Work to be completed: Copy all of the data below word for word, but leave out the pictures.

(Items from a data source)
** Begin **
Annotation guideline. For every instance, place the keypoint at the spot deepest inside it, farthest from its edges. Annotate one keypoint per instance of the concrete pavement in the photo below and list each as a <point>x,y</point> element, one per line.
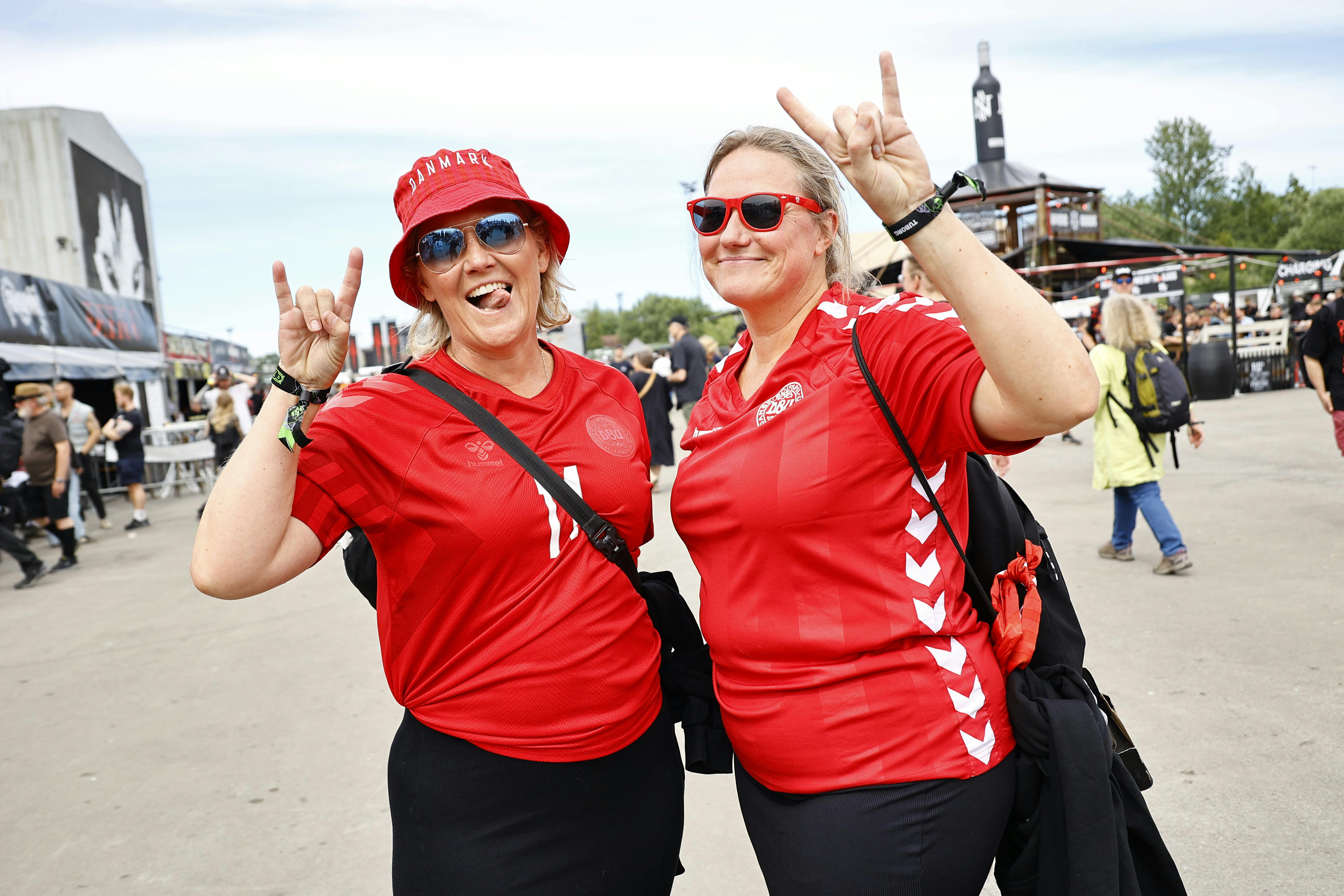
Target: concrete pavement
<point>162,742</point>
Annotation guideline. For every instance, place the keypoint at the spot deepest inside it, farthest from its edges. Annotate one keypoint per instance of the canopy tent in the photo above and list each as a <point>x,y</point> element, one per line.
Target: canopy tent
<point>64,362</point>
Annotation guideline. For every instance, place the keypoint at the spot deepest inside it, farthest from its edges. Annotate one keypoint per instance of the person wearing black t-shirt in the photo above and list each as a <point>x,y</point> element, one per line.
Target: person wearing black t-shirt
<point>124,430</point>
<point>1323,352</point>
<point>689,370</point>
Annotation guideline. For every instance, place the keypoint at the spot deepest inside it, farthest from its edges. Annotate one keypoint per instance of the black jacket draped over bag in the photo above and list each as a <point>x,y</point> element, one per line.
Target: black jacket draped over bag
<point>1080,825</point>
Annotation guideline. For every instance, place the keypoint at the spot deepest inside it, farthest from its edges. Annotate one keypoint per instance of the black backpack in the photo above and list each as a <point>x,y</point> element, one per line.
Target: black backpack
<point>1105,838</point>
<point>1159,398</point>
<point>11,444</point>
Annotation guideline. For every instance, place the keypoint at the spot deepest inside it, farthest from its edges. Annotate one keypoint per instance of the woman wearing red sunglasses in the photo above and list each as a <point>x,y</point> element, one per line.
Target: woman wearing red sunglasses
<point>534,756</point>
<point>858,687</point>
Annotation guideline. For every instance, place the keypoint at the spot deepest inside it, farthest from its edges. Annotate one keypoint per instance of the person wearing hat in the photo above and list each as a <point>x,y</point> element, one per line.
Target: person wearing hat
<point>238,386</point>
<point>46,457</point>
<point>534,756</point>
<point>689,370</point>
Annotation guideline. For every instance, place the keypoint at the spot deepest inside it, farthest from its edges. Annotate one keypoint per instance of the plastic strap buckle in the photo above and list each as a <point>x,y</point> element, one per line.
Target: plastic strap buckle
<point>933,206</point>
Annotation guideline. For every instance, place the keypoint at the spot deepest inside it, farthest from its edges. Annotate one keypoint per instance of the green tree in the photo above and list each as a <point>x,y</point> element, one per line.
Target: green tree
<point>1189,167</point>
<point>1250,215</point>
<point>648,322</point>
<point>1320,224</point>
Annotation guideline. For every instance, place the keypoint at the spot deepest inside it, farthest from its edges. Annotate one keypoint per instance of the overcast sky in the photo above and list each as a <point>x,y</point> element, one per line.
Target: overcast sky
<point>277,129</point>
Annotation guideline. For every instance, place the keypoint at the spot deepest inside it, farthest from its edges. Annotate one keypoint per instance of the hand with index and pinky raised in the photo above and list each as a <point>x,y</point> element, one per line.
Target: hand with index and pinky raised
<point>874,148</point>
<point>315,326</point>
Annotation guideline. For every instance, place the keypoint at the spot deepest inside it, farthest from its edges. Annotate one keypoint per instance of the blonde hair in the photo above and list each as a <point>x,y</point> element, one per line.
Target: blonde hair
<point>224,413</point>
<point>429,331</point>
<point>1128,322</point>
<point>818,179</point>
<point>710,346</point>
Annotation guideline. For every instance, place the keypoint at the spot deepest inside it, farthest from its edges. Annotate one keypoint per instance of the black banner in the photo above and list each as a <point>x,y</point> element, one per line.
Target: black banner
** End **
Answer to the exercise:
Annotation guideline. For every instance, place the keypoint at the spot deepest inside it, farthest from its edges. Annotate one keypoint per instance of the concrete pavement in the photo below and list each as a <point>x,y</point> element, one per line.
Target: concrete pavement
<point>162,742</point>
Annotation guideline. For every instance, place the keypoint at the spot deepest inside it, farthest from its edges. Annotate one keypoint per instance of the canopy tent in the photo above and list each as a <point>x,y</point> element, one per line.
Target: canopy tent
<point>64,362</point>
Annotation guideline. For every instance, place the keypoint at the spot deepest inside it, farthest from its edges. Annotate one keypoint per instance of the person wearing black t-shirt in the photo above and list each as a <point>x,y</point> element, one per line.
Target: person wearing black t-shirt
<point>124,430</point>
<point>1323,352</point>
<point>689,370</point>
Annotation guideline. For every instance, place the keypoint at the spot deepest inside it, farthest from its edges. Annotate one keypoint per instance of the black jacket draped over bag in the photo above and list each as a <point>x,y</point> element, one per line.
Target: black jacket draped over bag
<point>1080,825</point>
Annotation guideline. For every instance, place the keypoint at the spot deepest inside it, farthest from its edges. Annotate one keypoint per instance of the black backpack in the photo above and list each as a <point>x,y</point> element, one per line.
Target: black backpack
<point>1105,838</point>
<point>1159,398</point>
<point>11,444</point>
Annotation guideline. For every instance, place the keypoint at the spot deepest inside it, farthest from its edges. Annotate one keypoint per instance of the woman wearing red sunglasses in the photo above and list each as a <point>x,y</point> element, one per line.
Target: woman wearing red sunglasses
<point>534,756</point>
<point>858,687</point>
Annotation guideline. For every instance, place the keypoint at the spot deepest inside it, farthest from its edges. Annotate one keypoint per instance of the person wearing hat in the photo above and list each as a <point>x,y</point> element, one per line.
Target: person wearing hat
<point>238,386</point>
<point>46,457</point>
<point>534,756</point>
<point>689,370</point>
Annotation guideline. For every instance, place the keypoint at the spot deepest inside it, farthest from its edges. Annotate one keypoint per instance of the plastic strap buckle in the photo above and list each as a <point>x,y</point> element, one per line.
Target: plastic strap buckle
<point>933,206</point>
Annotation guideline. For every instance, place the keypoint at the spot deepest inside it, farthest from its edges. Annotate one keypoint per instance of the green tree in the photo above and list each as a <point>x,y</point> element, one per line.
Target: green tree
<point>1189,167</point>
<point>1250,215</point>
<point>648,322</point>
<point>1320,224</point>
Annotation guideline. For every instance, place the keypoint at the spot deepest inside it, farthest from its edges. Annotate one keypoint per instance of the overcast sky in the photo above and list each as a <point>x,y</point> element, one per line.
Target: overcast sky
<point>277,129</point>
Annotation guideline. For every instance, place the keypoint at the spot deepest inside it, farthest from its edges. Annotate one keypoint per instance of the hand with index and pinky raised in the photo above and list each as a <point>x,y</point> element, one per line.
Target: hand with index and pinky raised
<point>874,148</point>
<point>315,326</point>
Annotation guideline. For every instance, place the keypoint at the spot deepest inside it, farthest from its edges. Annotate one keypoint per instance of the blonde hair in the photo above and list each as a <point>x,y</point> element, one per line.
Target: blonde hair
<point>224,413</point>
<point>429,331</point>
<point>1128,322</point>
<point>818,179</point>
<point>710,346</point>
Annotation guideline. For every instance, place the keypoint at the spot deepest inside it, farthest from its edges. Annotate one keypoint per instance of the black banner in the photo above and list each as a <point>x,y</point> element, one per line.
Target: black banner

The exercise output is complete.